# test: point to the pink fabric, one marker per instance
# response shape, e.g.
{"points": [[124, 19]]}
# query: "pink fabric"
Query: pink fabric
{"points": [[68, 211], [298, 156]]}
▬▬▬▬▬▬
→ **TASK TO COMPLETE**: Repeat all of the data exactly. Include every line.

→ **COMPLETED EXERCISE**:
# test: point to the pink fabric, one marker per instance
# response shape, e.g.
{"points": [[124, 19]]}
# query: "pink fabric"
Query: pink fabric
{"points": [[68, 211], [298, 156]]}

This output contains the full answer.